Quando fala em melhorar a representação, Mansbridge pensa em maneiras de aumentar a presença de grupos em geral minoritários na política. O Congresso é um de seus alvos.

Entre seus estudos mais influentes está um artigo de 1999 no qual ela analisa as vantagens de haver equilíbrio na representação descritiva —isto é, equilíbrio na quantidade de deputados cujas experiências pessoais espelhem as de eleitores em termos de pertencimento a um determinado grupo social.

Um exemplo ajuda: num país em que há equilíbrio do ponto de vista da representação descritiva, a proporção de negros e de mulheres entre os eleitores e a proporção de negros e de mulheres entre os parlamentares será aproximada.

=====

## INSTRUÇÕES DO EXERCÍCIO
Reescreva de forma mais breve o parágrafo do texto fornecido que começa com "Entre seus estudos mais influentes", mantendo seus fatos principais. Não é preciso consultar a listagem que vem a seguir.

=====

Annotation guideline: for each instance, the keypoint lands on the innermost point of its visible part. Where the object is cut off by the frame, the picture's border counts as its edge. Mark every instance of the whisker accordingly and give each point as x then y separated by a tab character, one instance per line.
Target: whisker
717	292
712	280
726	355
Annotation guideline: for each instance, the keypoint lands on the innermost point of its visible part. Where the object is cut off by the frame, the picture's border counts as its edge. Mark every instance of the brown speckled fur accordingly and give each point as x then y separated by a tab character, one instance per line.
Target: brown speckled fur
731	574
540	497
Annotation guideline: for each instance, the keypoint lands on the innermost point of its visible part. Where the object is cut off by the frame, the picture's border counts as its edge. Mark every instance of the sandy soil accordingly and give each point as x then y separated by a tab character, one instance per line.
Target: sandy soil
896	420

=====

## RESULTADO DO EXERCÍCIO
Um dos estudos mais influentes de Mansbridge é um artigo de 1999 sobre as vantagens do equilíbrio na representação descritiva, isto é, na quantidade de deputados cujas experiências pessoais espelham as dos eleitores quanto ao pertencimento a um grupo social.